>> Begin Records for processing
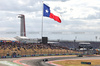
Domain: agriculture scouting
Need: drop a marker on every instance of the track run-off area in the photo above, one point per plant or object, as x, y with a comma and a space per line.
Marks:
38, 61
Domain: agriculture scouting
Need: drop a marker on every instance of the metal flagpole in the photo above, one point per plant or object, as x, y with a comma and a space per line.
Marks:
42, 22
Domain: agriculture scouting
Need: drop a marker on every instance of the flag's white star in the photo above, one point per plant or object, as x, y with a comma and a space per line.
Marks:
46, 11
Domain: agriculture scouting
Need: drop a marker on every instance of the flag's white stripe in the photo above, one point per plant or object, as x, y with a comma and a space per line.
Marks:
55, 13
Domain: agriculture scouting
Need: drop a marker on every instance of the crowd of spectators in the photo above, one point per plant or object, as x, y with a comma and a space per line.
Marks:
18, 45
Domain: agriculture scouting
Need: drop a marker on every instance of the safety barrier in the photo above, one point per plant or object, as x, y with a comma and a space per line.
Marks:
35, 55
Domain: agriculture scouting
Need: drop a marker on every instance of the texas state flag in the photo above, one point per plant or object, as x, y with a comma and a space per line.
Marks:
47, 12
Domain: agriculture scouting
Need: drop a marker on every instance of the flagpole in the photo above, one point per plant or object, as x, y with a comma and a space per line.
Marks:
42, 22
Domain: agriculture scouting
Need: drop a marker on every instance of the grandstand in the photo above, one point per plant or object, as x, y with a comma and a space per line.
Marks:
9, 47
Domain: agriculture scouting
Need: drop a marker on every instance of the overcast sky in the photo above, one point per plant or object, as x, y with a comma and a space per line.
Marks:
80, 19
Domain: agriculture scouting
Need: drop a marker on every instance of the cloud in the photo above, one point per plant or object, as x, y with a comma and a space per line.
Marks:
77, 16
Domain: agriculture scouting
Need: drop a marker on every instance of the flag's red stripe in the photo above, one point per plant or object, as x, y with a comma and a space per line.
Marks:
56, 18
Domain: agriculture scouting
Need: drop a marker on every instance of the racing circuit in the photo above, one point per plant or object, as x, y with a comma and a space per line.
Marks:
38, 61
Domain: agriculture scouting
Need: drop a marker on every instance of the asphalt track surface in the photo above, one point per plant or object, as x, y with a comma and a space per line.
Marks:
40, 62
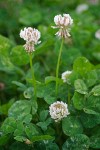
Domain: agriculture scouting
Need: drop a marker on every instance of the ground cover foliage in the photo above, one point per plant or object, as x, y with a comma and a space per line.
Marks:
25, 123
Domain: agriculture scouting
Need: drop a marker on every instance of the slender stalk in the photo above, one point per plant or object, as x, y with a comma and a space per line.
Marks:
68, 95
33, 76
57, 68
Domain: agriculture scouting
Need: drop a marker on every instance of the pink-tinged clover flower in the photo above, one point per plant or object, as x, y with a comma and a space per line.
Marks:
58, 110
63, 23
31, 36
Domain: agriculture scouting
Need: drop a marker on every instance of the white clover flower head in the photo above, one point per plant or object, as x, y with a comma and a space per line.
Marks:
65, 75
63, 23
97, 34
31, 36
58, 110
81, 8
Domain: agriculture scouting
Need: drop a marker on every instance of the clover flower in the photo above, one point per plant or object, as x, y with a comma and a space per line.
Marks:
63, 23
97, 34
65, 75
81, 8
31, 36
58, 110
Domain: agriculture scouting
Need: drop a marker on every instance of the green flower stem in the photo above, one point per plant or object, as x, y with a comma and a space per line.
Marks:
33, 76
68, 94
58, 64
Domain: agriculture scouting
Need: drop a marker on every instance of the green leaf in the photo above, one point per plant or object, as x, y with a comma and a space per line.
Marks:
>> End Records for processing
>> Begin Records for processing
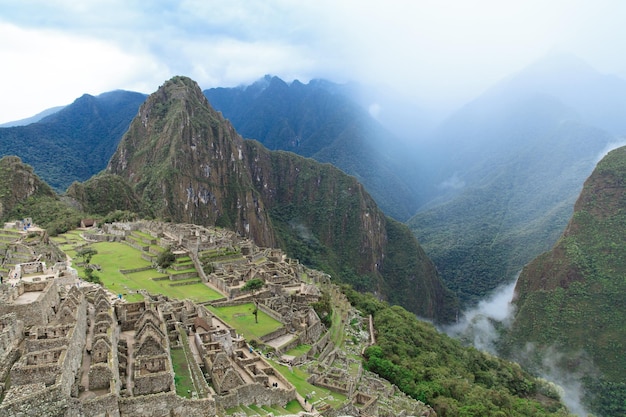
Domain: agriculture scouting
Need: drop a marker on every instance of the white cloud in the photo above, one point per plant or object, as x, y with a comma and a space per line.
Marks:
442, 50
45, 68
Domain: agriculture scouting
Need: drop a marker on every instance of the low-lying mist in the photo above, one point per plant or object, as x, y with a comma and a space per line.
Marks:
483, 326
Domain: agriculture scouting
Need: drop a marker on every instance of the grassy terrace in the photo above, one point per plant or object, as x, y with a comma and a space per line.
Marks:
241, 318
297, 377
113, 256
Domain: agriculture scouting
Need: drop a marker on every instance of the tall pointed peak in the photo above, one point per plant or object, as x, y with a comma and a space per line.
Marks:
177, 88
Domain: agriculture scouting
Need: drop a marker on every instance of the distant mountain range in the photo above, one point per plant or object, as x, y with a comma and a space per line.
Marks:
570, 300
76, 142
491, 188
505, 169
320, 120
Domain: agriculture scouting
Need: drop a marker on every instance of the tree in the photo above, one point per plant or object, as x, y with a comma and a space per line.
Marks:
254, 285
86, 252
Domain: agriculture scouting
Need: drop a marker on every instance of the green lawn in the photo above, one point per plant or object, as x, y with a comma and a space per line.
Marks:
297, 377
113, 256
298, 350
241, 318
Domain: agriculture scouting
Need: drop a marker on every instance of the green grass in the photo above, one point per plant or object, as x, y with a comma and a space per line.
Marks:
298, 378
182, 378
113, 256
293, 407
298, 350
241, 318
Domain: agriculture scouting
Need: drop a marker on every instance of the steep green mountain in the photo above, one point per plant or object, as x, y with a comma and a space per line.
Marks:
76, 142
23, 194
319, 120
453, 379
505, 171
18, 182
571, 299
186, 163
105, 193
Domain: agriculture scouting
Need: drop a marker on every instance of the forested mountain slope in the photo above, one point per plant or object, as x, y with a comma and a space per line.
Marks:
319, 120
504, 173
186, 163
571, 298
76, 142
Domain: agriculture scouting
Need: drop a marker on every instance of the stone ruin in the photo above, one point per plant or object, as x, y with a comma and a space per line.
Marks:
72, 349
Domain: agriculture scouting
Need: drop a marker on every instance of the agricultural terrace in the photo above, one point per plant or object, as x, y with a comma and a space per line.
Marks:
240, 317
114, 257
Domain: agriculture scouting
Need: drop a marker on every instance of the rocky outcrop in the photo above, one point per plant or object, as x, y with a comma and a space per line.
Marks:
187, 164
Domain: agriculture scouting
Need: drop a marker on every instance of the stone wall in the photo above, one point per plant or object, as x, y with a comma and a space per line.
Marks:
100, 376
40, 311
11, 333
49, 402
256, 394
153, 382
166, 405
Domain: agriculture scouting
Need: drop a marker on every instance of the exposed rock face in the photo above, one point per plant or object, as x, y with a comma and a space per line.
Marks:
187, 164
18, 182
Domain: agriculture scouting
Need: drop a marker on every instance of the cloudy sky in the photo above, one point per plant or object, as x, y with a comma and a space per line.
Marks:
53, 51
>> End Records for processing
>> Begin Records for processing
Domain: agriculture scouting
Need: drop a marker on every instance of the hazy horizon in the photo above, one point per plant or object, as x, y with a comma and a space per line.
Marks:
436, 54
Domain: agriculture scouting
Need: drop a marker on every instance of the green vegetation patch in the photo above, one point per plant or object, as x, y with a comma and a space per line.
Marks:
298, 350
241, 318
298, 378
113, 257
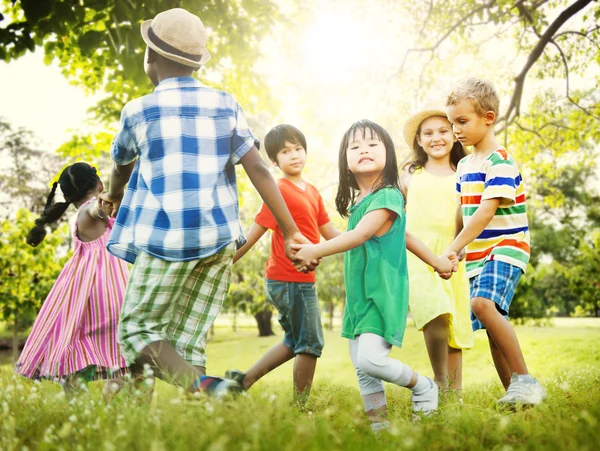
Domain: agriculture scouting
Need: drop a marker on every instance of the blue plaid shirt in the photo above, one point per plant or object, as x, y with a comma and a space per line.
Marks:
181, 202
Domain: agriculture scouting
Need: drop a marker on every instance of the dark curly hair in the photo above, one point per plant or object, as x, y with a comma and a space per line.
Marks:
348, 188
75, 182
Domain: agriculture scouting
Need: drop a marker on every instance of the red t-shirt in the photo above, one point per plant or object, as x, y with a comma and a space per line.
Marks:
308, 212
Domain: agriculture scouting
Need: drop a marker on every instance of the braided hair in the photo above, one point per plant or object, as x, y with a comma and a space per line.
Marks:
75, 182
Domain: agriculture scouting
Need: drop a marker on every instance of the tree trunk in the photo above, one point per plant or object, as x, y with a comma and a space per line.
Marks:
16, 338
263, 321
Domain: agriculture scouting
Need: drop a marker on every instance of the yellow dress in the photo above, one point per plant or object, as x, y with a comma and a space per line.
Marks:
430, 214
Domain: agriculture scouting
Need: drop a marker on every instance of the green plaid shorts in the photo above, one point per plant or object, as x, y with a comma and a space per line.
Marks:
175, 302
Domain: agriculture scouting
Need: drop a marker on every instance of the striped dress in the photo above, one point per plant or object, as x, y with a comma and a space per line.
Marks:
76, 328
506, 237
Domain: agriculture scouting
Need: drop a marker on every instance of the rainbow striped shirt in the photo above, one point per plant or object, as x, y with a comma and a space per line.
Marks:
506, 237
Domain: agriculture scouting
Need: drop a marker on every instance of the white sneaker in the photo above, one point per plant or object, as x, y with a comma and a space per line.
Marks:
>> End Records for processing
Directions for this task: From the lines above, extract every line that contains the word "shirt" and copy each one in full. Matching is case-sensitive.

Task solution:
Need: drop a marker on every instance of the blue plaid shirt in the photo above, one point per plant or object, as x, y with a comma and a space per line.
Need: drop a marker on every instance of the red t-shirt in the photo above, one point per plant or object, as x, y with a comma and a space per line.
Need: drop a marker on every instance of the rainbow striped shirt in the photo above, one point per plant or object, as x, y with a comma and a space per line.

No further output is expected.